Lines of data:
# # # #
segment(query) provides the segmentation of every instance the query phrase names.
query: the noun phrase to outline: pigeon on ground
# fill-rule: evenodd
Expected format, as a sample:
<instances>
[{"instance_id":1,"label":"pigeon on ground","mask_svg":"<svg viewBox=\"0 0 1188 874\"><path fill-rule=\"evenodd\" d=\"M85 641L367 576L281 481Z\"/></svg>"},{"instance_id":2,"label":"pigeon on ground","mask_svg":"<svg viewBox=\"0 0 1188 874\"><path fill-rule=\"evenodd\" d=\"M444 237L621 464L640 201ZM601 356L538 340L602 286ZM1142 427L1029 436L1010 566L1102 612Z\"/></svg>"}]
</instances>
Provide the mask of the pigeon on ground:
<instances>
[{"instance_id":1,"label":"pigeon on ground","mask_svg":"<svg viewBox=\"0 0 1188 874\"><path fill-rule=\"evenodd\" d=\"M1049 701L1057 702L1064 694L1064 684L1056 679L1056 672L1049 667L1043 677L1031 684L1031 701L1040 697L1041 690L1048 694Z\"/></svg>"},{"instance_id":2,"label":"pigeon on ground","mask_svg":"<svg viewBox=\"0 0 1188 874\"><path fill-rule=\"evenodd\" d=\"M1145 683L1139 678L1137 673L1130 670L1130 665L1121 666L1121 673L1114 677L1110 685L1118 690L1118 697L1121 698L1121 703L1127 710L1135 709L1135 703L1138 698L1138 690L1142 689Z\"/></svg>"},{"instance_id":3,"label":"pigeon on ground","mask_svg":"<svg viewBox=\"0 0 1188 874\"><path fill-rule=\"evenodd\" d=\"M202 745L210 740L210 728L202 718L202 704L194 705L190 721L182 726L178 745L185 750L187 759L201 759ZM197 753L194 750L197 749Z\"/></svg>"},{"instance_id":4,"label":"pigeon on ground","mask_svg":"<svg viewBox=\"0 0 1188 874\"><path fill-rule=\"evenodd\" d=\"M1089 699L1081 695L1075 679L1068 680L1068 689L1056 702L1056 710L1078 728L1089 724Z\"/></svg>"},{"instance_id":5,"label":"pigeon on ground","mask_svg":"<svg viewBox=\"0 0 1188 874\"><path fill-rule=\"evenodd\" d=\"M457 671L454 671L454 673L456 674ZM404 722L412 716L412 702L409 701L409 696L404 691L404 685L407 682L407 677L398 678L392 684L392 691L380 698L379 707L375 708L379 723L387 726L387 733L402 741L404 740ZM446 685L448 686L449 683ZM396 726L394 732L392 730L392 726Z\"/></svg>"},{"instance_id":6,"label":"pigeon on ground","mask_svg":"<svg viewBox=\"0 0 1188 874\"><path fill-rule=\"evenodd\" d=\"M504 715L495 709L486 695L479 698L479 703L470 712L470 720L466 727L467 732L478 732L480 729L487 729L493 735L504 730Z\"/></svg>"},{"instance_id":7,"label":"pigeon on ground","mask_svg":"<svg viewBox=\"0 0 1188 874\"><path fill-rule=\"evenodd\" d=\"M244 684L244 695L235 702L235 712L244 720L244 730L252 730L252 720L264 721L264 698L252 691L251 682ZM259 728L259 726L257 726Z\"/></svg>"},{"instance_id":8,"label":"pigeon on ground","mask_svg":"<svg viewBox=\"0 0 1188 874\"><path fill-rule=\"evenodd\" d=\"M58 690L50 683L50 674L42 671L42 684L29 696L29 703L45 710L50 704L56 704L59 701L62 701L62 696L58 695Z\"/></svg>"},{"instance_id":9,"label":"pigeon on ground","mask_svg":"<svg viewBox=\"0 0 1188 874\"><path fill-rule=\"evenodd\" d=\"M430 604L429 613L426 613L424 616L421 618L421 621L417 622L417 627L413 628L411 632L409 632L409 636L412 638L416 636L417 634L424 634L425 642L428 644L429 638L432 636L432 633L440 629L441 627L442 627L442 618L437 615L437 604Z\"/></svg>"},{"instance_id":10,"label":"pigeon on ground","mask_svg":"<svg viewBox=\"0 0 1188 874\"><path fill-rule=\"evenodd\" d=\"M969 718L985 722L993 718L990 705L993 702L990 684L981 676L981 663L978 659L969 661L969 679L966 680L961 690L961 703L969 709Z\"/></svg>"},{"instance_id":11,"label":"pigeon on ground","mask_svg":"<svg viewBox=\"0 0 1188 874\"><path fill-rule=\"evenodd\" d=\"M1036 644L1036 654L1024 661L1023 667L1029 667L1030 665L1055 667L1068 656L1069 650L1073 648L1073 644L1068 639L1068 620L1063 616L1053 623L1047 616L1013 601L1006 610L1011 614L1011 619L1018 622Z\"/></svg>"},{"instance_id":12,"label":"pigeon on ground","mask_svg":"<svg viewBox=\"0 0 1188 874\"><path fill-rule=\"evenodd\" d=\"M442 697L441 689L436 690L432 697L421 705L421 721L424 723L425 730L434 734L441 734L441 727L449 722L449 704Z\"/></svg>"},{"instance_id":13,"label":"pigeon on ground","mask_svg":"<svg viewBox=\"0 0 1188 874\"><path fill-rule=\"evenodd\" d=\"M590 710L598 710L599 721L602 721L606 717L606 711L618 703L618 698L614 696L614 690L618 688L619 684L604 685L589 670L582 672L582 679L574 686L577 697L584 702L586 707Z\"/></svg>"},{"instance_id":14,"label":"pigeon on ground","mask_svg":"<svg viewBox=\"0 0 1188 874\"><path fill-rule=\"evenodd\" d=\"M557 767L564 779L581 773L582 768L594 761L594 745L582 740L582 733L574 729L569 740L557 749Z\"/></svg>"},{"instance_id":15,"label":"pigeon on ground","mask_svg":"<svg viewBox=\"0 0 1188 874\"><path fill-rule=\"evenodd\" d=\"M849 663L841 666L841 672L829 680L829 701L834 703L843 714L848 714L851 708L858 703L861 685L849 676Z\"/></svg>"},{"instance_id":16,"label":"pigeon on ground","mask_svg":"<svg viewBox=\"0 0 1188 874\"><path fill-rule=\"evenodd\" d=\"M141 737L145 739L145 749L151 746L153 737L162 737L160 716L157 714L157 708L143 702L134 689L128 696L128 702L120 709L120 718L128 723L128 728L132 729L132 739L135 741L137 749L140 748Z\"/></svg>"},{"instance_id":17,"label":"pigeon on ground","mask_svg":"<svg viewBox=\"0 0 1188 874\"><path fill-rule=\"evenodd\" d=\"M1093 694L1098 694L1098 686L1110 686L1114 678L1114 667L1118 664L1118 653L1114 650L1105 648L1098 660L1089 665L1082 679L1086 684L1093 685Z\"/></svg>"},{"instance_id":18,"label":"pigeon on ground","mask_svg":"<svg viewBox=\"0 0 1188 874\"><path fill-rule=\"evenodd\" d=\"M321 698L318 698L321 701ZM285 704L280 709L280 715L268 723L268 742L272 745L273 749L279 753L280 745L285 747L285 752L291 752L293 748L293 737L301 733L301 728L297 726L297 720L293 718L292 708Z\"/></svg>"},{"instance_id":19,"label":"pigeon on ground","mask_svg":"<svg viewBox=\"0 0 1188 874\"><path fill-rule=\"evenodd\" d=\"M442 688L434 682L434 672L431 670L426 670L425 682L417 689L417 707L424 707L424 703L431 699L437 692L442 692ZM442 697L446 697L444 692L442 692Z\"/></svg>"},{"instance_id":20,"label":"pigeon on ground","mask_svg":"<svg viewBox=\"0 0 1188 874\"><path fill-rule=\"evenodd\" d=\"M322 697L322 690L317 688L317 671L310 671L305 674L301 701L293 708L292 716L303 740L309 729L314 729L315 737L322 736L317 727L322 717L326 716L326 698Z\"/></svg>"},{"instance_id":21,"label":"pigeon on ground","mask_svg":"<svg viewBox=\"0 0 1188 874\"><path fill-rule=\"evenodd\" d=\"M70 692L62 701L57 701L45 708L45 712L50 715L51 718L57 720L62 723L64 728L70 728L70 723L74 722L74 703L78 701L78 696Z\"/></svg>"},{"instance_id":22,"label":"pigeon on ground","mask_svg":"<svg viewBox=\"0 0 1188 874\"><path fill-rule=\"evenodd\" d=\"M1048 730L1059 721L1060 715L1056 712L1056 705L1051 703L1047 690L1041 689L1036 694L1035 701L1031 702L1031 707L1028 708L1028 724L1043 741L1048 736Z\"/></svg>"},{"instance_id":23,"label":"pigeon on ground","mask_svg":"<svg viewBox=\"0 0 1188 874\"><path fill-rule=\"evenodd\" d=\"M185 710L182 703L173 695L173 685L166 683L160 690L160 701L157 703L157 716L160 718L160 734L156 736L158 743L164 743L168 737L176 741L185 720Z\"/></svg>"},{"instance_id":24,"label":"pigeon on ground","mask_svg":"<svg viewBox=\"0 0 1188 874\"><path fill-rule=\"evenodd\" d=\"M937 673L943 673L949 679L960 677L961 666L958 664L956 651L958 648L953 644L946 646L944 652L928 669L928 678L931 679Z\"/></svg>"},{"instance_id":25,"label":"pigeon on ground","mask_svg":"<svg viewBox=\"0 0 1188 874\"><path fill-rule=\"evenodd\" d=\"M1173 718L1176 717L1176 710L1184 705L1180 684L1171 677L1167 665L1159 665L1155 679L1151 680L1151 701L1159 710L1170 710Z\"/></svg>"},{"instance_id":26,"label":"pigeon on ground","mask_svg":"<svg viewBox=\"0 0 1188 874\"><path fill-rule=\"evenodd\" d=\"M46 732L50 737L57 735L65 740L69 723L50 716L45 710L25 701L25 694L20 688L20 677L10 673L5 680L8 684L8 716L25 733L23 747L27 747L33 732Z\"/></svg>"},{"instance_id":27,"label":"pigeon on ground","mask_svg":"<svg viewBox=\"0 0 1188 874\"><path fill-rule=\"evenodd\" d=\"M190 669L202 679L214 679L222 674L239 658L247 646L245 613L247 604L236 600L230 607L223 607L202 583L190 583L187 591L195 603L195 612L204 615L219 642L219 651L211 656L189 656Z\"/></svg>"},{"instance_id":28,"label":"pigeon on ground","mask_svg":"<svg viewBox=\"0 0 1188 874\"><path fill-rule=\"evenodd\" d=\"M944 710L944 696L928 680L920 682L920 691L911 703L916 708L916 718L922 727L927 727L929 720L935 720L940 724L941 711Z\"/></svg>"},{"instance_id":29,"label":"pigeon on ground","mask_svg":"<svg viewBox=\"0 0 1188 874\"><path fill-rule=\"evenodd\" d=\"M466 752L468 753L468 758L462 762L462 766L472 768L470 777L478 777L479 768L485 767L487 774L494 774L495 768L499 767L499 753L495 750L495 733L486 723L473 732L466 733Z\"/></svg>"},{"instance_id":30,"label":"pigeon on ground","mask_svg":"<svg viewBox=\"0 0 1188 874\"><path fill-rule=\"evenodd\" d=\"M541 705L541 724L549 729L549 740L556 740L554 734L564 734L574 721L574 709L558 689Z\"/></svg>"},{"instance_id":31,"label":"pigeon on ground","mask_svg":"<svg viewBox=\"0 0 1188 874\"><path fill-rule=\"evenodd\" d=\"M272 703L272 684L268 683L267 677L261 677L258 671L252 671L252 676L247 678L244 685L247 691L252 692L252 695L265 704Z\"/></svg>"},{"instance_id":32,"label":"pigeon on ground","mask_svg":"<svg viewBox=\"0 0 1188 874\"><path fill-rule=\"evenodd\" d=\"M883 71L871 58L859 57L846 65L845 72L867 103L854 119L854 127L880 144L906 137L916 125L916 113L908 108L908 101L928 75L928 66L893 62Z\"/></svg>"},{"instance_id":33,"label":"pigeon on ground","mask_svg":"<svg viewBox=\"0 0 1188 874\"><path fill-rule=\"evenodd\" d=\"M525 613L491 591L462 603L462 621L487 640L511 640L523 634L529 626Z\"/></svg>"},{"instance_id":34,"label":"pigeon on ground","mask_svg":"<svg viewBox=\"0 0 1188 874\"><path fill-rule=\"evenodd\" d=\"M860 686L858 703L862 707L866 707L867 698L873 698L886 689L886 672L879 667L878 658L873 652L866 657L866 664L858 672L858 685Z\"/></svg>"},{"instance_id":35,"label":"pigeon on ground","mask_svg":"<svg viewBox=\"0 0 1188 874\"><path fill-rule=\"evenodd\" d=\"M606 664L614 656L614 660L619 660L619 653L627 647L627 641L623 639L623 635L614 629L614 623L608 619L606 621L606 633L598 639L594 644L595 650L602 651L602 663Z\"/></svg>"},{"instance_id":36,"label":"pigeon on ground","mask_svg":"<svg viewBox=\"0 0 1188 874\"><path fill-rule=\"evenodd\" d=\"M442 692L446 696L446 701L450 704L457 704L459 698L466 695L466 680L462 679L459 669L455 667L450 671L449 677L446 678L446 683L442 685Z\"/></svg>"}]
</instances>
# # # #
*WHAT THIS TASK INVOLVES*:
Collect every line above that contains the string "query".

*FINAL ANSWER*:
segment(query) provides the segmentation of every instance the query phrase names.
query: the noun phrase to outline: pigeon on ground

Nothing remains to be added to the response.